PASSAGE SHOWN
════

Auburn railway station opened on 5 July 1918 with the opening of the railway line between Riverton and Clare (later extended to Spalding on 9 January 1922). The station consisted of a railway yard, a goods shed and a station building.

The station closed to regular passengers on 24 May 1954, with the service being replaced by a co-ordinated road-bus service serving Jamestown and the towns along the Spalding railway line, to connect with trains at Riverton.

In July 1978, the station and the line's associated infrastructure was transferred from South Australian Railways to Australian National. Rail services through Auburn ceased in February 1983 as a result of track damage between the towns of Sevenhill and Penwortham, which caused the demise of the railway. The line was formally closed on 17 April 1984.

════

INPUT DATA
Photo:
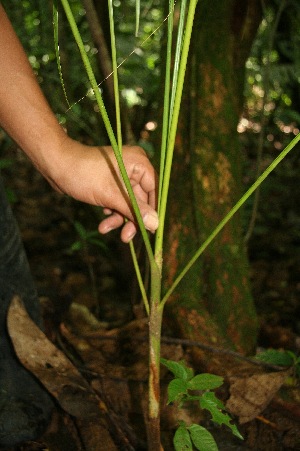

════

QUESTIONS
- a) List every date in the passage on Auburn railway station that gives a day, a month and a year.
- b) Go on with the passage on Auburn railway station from where it stops.
The lines after the passage on Auburn railway station are separate material and have nothing to do with it.

EXERCISE ANSWERS
- a)
5 July 1918
9 January 1922
24 May 1954
17 April 1984

- b)
==Restoration==
After the closure of the line between Riverton and Spalding, for many years, the station fell into a state of disrepair. In April 1998, the station was restored as the Mount Horrocks Wines cellar door venue following substantial renovation. In 2000, vineyards were planted at the station. In 2010, the 19 km section from Riverton through Rhynie to Auburn was subsequently redeveloped as the Rattler Rail Trail and opened in 2010. The original 33 km section from Auburn through the Clare Valley to Clare and beyond was extended northwards to the former Barinia siding, and was opened in November 2009.